● **TASK PROMPT**
Present each line of the entries below that holds the word "logo".

● **Region pointing data**
⟨

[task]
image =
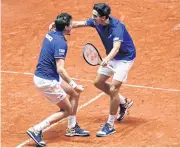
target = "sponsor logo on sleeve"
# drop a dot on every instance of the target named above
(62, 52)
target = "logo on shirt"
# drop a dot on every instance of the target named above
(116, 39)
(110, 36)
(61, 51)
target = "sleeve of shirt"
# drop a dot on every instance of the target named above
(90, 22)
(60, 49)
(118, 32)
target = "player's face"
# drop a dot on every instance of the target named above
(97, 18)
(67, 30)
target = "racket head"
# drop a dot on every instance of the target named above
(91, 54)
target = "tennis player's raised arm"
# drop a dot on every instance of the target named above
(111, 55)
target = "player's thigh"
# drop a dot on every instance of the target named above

⟩

● **SOLUTION TO THIS PROBLEM**
target = "sponsor logo on sleeve"
target = "logo on shirt"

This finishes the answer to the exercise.